* [WORK INSTRUCTIONS]: Write out exactly, with no other output, the lines below from the one that contains "In the photograph above, where can the grassy" through the end.

* [RECORDS PROVIDED]:
....
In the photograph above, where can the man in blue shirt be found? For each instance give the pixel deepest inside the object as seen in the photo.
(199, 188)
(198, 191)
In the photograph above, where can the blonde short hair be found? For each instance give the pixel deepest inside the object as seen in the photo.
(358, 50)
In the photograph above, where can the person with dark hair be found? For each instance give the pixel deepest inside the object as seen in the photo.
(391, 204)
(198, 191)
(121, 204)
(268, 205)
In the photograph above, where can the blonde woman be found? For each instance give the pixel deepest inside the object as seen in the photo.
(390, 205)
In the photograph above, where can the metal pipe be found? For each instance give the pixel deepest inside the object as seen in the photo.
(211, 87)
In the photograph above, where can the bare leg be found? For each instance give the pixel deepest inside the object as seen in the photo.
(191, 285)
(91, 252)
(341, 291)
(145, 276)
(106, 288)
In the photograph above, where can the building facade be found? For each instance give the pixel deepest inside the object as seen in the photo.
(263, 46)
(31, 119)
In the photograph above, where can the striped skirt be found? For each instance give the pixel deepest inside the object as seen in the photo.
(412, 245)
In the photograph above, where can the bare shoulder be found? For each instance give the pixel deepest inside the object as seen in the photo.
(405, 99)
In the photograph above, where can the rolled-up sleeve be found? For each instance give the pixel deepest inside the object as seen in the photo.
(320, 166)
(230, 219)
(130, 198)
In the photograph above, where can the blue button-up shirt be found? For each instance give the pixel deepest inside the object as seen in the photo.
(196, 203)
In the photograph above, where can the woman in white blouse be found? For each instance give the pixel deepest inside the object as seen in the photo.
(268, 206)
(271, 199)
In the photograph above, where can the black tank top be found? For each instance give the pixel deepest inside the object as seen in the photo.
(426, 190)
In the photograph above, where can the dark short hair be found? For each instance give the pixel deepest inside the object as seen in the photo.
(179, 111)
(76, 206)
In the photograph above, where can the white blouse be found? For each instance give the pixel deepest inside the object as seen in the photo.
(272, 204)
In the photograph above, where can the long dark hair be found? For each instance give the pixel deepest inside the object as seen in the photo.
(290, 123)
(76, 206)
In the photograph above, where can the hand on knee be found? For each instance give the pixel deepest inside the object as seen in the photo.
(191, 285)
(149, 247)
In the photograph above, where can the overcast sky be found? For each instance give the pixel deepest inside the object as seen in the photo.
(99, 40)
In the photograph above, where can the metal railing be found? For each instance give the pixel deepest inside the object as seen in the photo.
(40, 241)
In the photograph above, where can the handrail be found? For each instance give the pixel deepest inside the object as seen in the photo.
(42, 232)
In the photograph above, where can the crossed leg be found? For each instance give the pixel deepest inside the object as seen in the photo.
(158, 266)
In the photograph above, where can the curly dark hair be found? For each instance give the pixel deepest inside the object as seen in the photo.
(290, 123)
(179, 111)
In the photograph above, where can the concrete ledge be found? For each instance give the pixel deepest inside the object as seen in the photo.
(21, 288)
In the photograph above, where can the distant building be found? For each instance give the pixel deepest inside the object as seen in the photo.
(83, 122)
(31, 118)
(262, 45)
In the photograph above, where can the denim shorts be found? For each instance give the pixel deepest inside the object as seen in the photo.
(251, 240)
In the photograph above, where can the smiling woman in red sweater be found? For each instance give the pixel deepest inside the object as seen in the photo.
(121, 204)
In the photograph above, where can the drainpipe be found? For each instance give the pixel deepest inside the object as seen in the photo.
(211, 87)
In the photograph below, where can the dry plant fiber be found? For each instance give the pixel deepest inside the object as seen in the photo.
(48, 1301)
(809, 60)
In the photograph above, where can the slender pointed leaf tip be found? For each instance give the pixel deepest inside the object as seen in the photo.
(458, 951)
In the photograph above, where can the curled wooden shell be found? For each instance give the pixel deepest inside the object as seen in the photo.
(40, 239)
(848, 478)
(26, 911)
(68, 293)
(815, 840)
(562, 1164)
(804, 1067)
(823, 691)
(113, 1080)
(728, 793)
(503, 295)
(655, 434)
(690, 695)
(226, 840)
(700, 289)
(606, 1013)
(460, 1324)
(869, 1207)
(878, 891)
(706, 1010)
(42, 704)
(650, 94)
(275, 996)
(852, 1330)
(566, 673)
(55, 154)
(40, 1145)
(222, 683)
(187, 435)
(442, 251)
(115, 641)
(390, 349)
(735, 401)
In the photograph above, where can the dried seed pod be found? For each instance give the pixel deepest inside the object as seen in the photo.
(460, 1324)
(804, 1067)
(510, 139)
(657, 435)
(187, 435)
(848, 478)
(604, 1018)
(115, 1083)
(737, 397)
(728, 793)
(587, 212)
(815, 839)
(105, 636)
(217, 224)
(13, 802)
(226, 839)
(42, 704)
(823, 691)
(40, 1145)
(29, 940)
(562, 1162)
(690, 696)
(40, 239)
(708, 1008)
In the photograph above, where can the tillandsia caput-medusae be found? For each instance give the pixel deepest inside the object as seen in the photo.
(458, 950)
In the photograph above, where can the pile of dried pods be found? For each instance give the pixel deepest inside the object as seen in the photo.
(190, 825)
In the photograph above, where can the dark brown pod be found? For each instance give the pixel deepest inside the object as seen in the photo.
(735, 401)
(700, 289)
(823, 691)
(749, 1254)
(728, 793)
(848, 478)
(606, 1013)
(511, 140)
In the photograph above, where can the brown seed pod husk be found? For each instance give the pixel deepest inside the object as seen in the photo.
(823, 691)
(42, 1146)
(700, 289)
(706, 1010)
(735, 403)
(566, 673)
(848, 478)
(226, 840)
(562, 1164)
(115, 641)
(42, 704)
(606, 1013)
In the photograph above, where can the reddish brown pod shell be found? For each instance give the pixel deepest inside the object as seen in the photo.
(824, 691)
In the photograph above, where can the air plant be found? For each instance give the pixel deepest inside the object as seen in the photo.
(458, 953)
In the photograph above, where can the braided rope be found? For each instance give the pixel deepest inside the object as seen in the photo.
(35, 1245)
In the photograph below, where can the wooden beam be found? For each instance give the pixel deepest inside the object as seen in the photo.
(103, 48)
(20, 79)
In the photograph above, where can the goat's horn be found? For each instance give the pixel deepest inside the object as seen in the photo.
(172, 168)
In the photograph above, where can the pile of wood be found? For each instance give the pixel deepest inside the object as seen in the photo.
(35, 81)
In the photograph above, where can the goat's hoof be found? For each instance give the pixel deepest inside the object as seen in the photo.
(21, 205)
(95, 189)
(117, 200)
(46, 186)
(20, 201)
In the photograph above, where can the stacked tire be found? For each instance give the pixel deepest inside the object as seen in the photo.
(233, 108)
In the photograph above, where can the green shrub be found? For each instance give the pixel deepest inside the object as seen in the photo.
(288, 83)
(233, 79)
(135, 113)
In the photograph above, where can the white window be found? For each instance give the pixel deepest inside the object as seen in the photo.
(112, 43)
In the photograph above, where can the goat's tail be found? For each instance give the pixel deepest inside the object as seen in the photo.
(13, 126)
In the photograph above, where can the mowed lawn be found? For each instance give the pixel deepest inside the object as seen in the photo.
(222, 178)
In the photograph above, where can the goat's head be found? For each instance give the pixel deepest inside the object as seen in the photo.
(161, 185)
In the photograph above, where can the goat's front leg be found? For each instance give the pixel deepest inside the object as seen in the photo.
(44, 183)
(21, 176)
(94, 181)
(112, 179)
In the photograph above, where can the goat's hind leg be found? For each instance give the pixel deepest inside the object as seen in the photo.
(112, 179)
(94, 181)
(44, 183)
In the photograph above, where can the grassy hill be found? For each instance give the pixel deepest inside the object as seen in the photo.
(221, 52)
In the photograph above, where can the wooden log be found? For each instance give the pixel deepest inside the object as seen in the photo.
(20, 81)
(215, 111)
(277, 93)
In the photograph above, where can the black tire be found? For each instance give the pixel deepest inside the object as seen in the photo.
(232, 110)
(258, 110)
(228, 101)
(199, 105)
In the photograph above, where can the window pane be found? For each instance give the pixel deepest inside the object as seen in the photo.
....
* [ANSWER]:
In the photograph above, where can the grassy hill be found? For each instance give the pixel deepest inside the object as seen in the photo.
(221, 52)
In the photograph above, where can the wooden log be found? For each instance give the pixel deepest inside the object as seen in the photo.
(20, 81)
(215, 111)
(277, 93)
In the photograph above, where can the black tire be found? For each instance give the pixel deepest inside the object as seen in the photo.
(232, 110)
(258, 110)
(228, 101)
(199, 105)
In the photograph above, where can the window pane be found? For each instance give the pixel deepest inside the object as seen in the photo.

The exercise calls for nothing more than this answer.